> _DOCUMENT EXTRACT_:
────────

The role of HOX score in predicting tumor mutations and exacerbates tumor microsatellite instability

To understand the mutation status of the HOX gene in tumors, determine the effect of microsatellite instability, and predict the immunotherapy effect for patients in different HOX score groups, we divided the patients into two categories: L-TMB and H-TMB. Kaplan–Meier curves revealed that H-TMB patients had longer overall survival (Fig. 3a). Next, we evaluated overall survival among patients with UCEC combined with tumor mutation burden (TMB) and HOX scores. We observed that patients with both a high HOX score and high TMB showed a significant survival advantage (Fig. 3b). To explore the relationship between HOX scores and TMB, we performed a correlation analysis, which revealed a positive correlation between the two measures (Fig. 3c). We then analyzed somatic mutations between low and high HOX score groups in TCGA database and ICGC database cohorts using the “maftools” package and found higher mutation rates in genes associated with TMB in the high HOX score group (Figs. 3d-e). A box plot shows that the TMB was higher in the high-score group than in the low-score group (Fig. 3f). These results indicate that HOX promotes gene mutations in tumor cells. Next, we investigated the relationship between HOX score and tumor microsatellite instability (MSI). The proportion of patients with different MSIs in the low and high HOX score groups was analyzed, and we found that the proportion of MSI-H in the high HOX score group was nearly twice that in the low HOX score group (Fig. S7g). The HOX score was higher in the MSI group than in the microsatellite stability (MSS) group (Fig. S7h). These results indicate that factors related to high HOX scores may exacerbate tumor MSI. In addition, induced pluripotent stem cells can play a role in cancer therapy by inducing the proliferation of different immune cells [27]; therefore, we explored stem cell differences between the different HOX score groupings and found that the expression of immune cell proportion score (IPS) did not differ between them (Figs. S8a-d).

────────

> _WHAT YOU NEED TO DO_:
a) Check each statement against the passage on HOX scores and tumor mutations. For each, answer yes or no and quote the words of the passage that decide it.
(i) Patients with L-TMB had longer overall survival than patients with H-TMB.
(ii) The correlation analysis found a positive correlation between HOX scores and TMB.
(iii) The immune cell proportion score (IPS) differed between the HOX score groups.
b) Please answer these questions from the passage on HOX scores and tumor mutations:
(i) Which package was used to analyze somatic mutations between the low and high HOX score groups?
(ii) How did the proportion of MSI-H in the high HOX score group compare with that in the low HOX score group?
(iii) Patients with which cancer type were evaluated for overall survival using both TMB and HOX scores?
c) Write the next part of the passage on HOX scores and tumor mutations, picking up after its final sentence.

> _DATA FOR ANALYSIS_:
────────

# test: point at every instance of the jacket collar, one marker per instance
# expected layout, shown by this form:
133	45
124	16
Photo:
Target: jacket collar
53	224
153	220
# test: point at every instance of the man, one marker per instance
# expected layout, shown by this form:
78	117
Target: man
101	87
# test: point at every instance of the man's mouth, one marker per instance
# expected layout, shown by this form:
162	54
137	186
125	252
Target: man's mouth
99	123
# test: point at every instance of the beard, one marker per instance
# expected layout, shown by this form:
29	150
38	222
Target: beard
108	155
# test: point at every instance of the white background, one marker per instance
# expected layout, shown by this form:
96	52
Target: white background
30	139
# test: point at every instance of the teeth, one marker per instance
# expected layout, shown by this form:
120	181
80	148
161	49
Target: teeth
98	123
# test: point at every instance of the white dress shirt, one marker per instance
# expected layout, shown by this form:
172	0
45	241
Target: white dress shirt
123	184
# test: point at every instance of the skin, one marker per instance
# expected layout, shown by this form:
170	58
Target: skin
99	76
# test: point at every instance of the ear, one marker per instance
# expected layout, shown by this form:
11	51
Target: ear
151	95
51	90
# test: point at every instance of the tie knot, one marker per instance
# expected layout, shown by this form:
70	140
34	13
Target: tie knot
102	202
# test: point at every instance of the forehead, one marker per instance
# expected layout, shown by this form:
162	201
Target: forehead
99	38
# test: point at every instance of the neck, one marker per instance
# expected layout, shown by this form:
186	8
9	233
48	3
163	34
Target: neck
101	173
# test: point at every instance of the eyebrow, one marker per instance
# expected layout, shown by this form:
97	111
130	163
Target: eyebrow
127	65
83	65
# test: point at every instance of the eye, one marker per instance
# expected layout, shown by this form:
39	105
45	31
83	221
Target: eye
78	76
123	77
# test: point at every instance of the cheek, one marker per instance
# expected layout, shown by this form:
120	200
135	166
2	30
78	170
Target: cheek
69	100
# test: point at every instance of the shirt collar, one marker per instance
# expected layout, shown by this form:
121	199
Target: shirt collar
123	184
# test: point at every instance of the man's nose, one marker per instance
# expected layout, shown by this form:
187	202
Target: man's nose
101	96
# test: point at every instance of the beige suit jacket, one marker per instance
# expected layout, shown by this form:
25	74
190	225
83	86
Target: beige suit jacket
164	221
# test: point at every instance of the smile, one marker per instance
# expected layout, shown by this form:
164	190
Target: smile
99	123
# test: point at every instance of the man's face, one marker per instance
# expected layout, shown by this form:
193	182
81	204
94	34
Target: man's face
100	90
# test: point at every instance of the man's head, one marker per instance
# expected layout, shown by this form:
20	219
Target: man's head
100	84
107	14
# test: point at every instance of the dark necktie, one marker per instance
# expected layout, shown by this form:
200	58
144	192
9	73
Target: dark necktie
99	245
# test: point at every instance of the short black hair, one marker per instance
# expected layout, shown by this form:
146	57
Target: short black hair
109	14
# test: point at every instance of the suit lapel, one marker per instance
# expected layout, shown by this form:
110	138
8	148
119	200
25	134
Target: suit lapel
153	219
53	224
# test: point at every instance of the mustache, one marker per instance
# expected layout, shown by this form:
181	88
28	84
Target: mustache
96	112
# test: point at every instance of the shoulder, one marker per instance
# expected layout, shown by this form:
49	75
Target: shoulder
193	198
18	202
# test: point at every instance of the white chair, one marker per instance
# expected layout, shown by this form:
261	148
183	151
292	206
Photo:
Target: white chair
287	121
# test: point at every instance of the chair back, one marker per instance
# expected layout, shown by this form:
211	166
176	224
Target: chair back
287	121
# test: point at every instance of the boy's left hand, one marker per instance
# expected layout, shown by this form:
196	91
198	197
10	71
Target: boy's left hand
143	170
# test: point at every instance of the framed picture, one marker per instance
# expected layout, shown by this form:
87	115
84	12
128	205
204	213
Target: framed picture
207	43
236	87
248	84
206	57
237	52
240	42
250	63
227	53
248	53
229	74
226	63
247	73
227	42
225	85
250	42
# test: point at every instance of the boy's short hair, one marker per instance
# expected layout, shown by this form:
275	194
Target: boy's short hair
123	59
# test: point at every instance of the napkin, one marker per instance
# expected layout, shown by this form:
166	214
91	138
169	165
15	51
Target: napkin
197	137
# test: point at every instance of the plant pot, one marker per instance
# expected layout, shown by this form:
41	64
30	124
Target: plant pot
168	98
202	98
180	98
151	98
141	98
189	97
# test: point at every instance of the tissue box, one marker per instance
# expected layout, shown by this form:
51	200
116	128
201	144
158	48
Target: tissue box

────────

> _ANSWERS BELOW_:
a)
(i) No: "H-TMB patients had longer overall survival (Fig. 3a)."
(ii) Yes: "revealed a positive correlation between the two measures (Fig. 3c)."
(iii) No: "the expression of immune cell proportion score (IPS) did not differ between them (Figs. S8a-d)."

b)
(i) The "maftools" package.
(ii) It was nearly twice that in the low HOX score group.
(iii) UCEC.

c)
Fig. 3.

Association of HOX genes with TMB. a Kaplan–Meier curves of overall survival (OS) of patients with two TMB clusters. The numbers of patients in low and high TMB groups were 328 and 58, respectively (P = 0.023, Log-rank test). b Survival analyses of patients with both HOX score and TMB using Kaplan–Meier curves. H, high; L, Low; TMB (tumor mutation burden) (P < 0.001, Log-rank test). c The correlation between TMB and the HOX score in two gene clusters. d-e The waterfall plot of genetic alterations in patients with low (d) and high (e) HOX score. Each column represents individual patients. The upper barplot shows the TMB, while the number on the right indicates the mutation frequency in each gene. The right barplot shows the proportion of each variant type. f Differences in the TMB between low and high HOX score group

The above results show that HOX can promote gene mutations in tumor cells and exacerbate tumor MSI; therefore, patients in high HOX score groups appear to be better able to produce neoantigens, which are sensitive to immunotherapy.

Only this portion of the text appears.